Gaunch believes cracker will come to West Virginia

West Virginia Commerce Secretary tours Jackson, Roane businesses

West Virginia Commerce Secretary Ed Gaunch speaks during the Jackson County Economic Development Authority’s annual luncheon meeting Wednesday at Sorella Ristorante in Fairplain. It was one of several stops Gaunch made during a listening tour of Jackson County businesses. (Photo by Evan Bevins)

FAIRPLAIN — While visiting Jackson County Wednesday, West Virginia Commerce Secretary Ed Gaunch said he believes a cracker plant will come to the Mountain State within the next decade.

Gaunch made the remarks during the Jackson County Economic Development Authority’s annual luncheon meeting at Sorella Ristorante in Fairplain as he spoke about his optimism for the Mountain State and this region.

“I’ll predict to you that over the next 10 years you’re going to see this Ohio River valley grow exponentially,” he said, citing the automotive, petrochemical and energy industries in particular.

Gaunch noted that “everybody wants a cracker plant” and he believes “it will happen.” He said the downstream businesses related to such a facility would provide an even bigger economic impact.

Gaunch did not reference a specific location for such a plant, although it had been anticipated in recent years that a cracker would be built in Wood County. The $4 billion Appalachian Shale Cracker Enterprise, also known as Project ASCENT, was announced by state officials in 2013 with great fanfare.

Spatial localization data
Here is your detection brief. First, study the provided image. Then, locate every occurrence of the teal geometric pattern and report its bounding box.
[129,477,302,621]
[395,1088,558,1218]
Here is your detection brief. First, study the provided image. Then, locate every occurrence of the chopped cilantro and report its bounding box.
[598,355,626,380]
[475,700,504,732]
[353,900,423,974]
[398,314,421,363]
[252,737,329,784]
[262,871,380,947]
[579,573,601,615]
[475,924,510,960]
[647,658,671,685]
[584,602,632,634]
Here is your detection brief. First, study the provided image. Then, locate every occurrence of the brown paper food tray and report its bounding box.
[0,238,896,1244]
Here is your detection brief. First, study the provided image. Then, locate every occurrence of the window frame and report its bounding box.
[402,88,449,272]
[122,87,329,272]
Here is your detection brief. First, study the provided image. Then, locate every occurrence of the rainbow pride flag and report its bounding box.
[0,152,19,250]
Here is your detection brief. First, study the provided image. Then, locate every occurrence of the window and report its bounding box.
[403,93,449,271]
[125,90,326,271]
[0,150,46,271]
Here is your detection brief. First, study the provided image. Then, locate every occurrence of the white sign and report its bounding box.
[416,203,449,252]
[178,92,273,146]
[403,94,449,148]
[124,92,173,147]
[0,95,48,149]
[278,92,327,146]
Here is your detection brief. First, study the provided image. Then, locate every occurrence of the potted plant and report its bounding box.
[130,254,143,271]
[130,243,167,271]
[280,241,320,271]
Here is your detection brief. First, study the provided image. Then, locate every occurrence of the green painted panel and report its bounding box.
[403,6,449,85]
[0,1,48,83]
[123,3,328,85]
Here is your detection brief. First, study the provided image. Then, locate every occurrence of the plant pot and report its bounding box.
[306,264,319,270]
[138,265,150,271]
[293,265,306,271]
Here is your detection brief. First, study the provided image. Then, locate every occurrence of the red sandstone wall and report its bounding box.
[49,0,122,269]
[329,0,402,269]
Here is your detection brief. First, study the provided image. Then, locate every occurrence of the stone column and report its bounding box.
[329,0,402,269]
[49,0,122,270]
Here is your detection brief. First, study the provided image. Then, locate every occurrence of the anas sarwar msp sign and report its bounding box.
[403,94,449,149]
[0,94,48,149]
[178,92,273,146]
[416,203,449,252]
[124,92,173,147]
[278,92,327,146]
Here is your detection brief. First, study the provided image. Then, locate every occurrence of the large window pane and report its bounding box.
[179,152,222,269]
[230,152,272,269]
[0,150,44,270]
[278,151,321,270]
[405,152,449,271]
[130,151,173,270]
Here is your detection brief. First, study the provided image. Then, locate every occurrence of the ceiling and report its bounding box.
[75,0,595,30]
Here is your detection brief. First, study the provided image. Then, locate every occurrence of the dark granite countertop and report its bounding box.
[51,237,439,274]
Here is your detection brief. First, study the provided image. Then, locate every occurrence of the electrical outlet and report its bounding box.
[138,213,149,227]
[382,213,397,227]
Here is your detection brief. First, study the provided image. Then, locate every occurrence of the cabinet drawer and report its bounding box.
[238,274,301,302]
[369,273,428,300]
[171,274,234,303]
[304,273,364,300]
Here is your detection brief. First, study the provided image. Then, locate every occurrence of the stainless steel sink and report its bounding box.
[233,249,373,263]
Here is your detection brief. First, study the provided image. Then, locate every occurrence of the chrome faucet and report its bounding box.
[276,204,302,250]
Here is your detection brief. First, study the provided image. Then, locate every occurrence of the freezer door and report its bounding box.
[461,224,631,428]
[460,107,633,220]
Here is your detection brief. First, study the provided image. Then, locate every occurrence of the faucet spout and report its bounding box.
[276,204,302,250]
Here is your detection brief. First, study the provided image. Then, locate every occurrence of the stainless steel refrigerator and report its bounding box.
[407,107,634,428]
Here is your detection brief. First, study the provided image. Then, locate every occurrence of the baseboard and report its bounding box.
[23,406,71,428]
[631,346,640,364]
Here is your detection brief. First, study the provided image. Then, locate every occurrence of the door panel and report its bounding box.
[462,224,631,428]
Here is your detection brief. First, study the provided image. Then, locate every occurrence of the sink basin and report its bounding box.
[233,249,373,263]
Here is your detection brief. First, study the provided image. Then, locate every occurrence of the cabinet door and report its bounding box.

▸ **USING THE INFORMATION**:
a) Which industries does Gaunch single out in the cracker plant article as driving growth in the Ohio River valley?
b) Condense the paragraph of the cracker plant article beginning "Gaunch did not reference a specific location" into a short bulleted list that keeps its main facts.
c) Please write the next paragraph of the article on Gaunch and the cracker plant, picking up after its final sentence.
None of the rows are needed for this work.

▸ **RESPONSES BY ITEM NUMBER**:
a)
- Automotive
- Petrochemical
- Energy

b)
- Gaunch named no specific location for a cracker plant.
- In recent years, a cracker had been expected in Wood County.
- Project ASCENT (the $4 billion Appalachian Shale Cracker Enterprise) was announced by state officials in 2013 with great fanfare.

c)
West Virginia Commerce Secretary Ed Gaunch, center, speaks with a worker at Mustang Survival in Spencer Tuesday as Roane County Economic Development Authority Executive Director Mark Whitley listens. It was one of the stops on Gaunch’s listening tour of Roane County businesses. (Photo provided by the West Virginia Department of Commerce)

Brazil-based Odebrecht was developing the project, which would have been operated by Braskem America. A 360-acre property in Washington Bottom was purchased in 2014, with environmental studies performed, permits applied for and ethane supplies secured. The project appeared to stall due to changes in the natural gas market, and Odebrecht withdrew in 2016, though Braskem intended to continue with the efforts.

During a July legislative hearing, a state development official indicated Braskem no longer planned to pursue the cracker plant. A statement from the company said a real estate adviser had been engaged to field inquiries about the property.

Gaunch left before the end of the meeting to continue his visits to Jackson County employers. An emailed request for clarification of his remarks was not immediately answered.

In addition to the Economic Development Authority luncheon, Gaunch made stops Wednesday at Al-Rec LLC, Concordance Healthcare Solutions and Valley Inc. in Millwood, SDR and Star Plastics in Ravenswood and SwifTees Custom Apparel in Fairplains. On Tuesday, he was in Roane County to tour Armacell, Jeff Fetty Designs, Mustang Survival and Roane General Hospital.

They were the latest of the listening tours Gaunch has taken since the former state senator was appointed commerce secretary nearly a year ago. He said in addition to trying to attract new businesses, the Commerce Department needs to thank existing employers and communicate with them.

“Our goal is to help where we can, (interject) government where it needs to be, help you do what you do best,” Gaunch said. “And then the other side of it is (to) get government out of the way.”

Gaunch said he was glad to be in Jackson County, which had the lowest unemployment rate in West Virginia in September at 2.8 percent and was second to Jefferson County in October at 3.1 percent.

“Congratulations to Jackson County,” he said. “What’s going on here is a model for the rest of the state.”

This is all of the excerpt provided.